▶

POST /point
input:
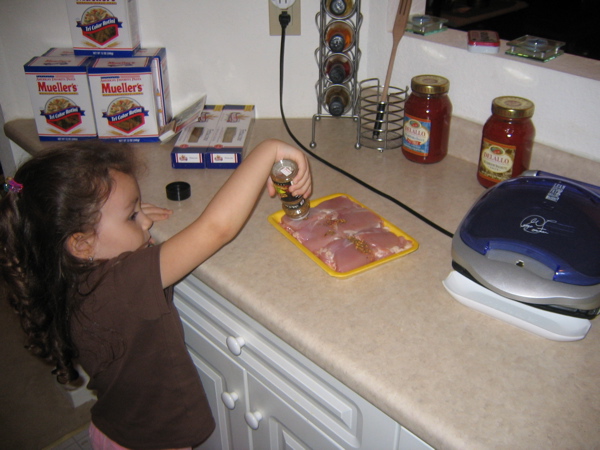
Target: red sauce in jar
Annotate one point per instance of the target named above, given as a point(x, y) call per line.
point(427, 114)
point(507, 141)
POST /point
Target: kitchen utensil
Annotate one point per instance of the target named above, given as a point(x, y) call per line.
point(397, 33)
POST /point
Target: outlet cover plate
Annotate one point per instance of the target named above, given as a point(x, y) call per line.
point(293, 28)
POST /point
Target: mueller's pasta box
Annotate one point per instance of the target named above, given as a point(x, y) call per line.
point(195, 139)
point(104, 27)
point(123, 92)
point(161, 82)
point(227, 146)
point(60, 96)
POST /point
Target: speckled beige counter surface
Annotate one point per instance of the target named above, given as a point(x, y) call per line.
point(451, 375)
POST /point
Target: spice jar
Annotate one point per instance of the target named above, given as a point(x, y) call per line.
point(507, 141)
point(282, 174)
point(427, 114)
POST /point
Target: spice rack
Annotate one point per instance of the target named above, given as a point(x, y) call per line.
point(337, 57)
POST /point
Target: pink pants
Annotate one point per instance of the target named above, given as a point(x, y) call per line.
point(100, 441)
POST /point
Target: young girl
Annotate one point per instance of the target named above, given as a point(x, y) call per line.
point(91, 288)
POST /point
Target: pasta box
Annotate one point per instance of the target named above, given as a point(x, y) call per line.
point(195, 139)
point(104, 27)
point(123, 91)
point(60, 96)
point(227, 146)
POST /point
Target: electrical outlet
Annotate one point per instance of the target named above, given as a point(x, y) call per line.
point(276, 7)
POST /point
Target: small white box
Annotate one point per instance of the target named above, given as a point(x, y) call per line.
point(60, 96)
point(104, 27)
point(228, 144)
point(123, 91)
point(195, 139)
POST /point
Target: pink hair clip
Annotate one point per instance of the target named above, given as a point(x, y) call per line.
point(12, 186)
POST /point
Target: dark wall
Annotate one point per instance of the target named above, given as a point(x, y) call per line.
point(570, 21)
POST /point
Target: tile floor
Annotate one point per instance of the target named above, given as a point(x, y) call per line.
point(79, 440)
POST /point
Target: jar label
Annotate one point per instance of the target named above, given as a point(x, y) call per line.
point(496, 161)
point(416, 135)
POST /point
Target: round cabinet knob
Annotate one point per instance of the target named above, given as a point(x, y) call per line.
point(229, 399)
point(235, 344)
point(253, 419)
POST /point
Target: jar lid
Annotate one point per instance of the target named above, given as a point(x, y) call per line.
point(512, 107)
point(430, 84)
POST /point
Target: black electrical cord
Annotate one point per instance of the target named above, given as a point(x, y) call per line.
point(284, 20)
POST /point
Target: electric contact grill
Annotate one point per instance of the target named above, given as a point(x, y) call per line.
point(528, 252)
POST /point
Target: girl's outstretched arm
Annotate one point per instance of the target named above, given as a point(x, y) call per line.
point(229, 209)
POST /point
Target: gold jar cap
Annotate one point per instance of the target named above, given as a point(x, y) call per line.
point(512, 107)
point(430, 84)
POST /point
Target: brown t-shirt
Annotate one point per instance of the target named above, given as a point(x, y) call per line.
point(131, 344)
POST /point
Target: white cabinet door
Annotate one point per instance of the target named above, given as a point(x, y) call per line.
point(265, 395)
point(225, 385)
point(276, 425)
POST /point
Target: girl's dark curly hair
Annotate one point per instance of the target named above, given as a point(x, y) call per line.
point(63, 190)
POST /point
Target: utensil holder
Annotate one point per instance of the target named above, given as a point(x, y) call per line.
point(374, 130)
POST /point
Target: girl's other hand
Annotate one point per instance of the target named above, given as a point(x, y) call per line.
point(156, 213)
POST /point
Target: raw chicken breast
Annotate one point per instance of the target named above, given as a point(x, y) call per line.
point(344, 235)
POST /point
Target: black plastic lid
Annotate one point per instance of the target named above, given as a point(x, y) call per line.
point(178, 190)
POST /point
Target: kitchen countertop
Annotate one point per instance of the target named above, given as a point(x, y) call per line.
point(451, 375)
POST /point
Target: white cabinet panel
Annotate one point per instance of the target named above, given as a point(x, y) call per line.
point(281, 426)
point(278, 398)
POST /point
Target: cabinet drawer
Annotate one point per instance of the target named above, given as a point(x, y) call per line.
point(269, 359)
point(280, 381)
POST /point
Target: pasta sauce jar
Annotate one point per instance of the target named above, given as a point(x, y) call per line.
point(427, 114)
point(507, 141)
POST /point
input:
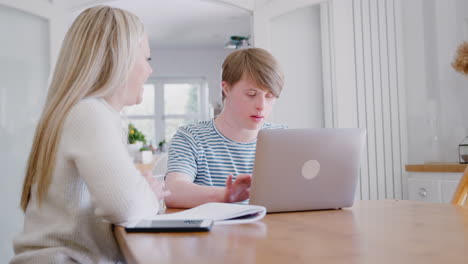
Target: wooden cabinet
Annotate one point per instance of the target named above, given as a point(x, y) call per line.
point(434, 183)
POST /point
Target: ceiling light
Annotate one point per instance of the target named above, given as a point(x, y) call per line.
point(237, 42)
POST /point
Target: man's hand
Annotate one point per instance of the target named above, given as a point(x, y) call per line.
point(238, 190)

◀
▶

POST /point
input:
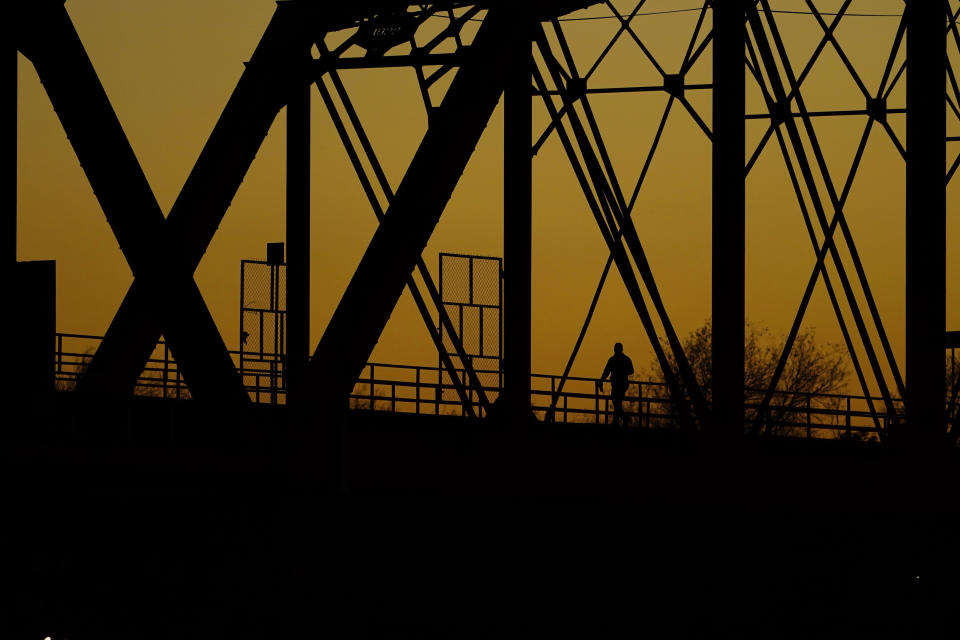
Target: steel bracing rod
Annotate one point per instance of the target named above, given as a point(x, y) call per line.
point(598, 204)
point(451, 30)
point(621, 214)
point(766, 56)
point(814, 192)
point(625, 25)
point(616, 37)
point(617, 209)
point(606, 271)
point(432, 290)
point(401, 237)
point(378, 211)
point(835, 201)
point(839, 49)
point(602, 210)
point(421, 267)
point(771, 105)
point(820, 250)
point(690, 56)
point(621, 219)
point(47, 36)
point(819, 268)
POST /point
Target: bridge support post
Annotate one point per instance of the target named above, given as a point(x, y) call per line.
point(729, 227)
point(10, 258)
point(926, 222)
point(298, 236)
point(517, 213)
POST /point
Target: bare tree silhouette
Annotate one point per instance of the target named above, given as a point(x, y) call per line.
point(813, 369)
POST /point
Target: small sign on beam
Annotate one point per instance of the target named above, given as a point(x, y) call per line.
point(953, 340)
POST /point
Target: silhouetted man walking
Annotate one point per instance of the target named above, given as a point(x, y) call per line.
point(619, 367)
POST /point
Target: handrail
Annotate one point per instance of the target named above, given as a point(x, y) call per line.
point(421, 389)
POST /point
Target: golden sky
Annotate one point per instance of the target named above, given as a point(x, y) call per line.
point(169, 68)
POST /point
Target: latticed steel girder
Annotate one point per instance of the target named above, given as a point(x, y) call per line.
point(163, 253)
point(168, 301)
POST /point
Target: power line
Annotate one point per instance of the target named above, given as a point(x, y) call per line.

◀

TASK INSTRUCTIONS ▸ Your copy should hold the lines from the one with "Target: raw chicken breast" up to and including the one with "Target: man's hand", exactly as in the data above, and no pictures.

SOLUTION FOR THIS TASK ▸
Target: raw chicken breast
Annotate one point per instance of the target named above, given as a point(x, y) call per line.
point(344, 235)
POST /point
Target: black plastic lid
Annotate one point per instance of the target named above, given as a point(x, y) call per line.
point(178, 190)
POST /point
Target: kitchen countertop
Annotate one point per instance of the target named above, given as a point(x, y) call per line.
point(451, 375)
POST /point
Target: white cabinet panel
Annotate one point per instance of the target named above, given as a point(x, y) call per line.
point(281, 426)
point(278, 398)
POST /point
Target: cabinet drawer
Annotate one point per instance of the target named above, given as a point(x, y) call per line.
point(269, 359)
point(280, 381)
POST /point
Target: pasta sauce jar
Annotate one point per instance of the target named above, given as a point(x, y) call per line.
point(427, 114)
point(507, 141)
POST /point
input:
Target: wooden cabinet
Annotate one point per instance of the target named above, given as a point(x, y) call per line.
point(434, 183)
POST /point
Target: ceiling light
Annotate one point per instance of the target named above, given as a point(x, y) call per line.
point(237, 42)
POST /point
Target: man's hand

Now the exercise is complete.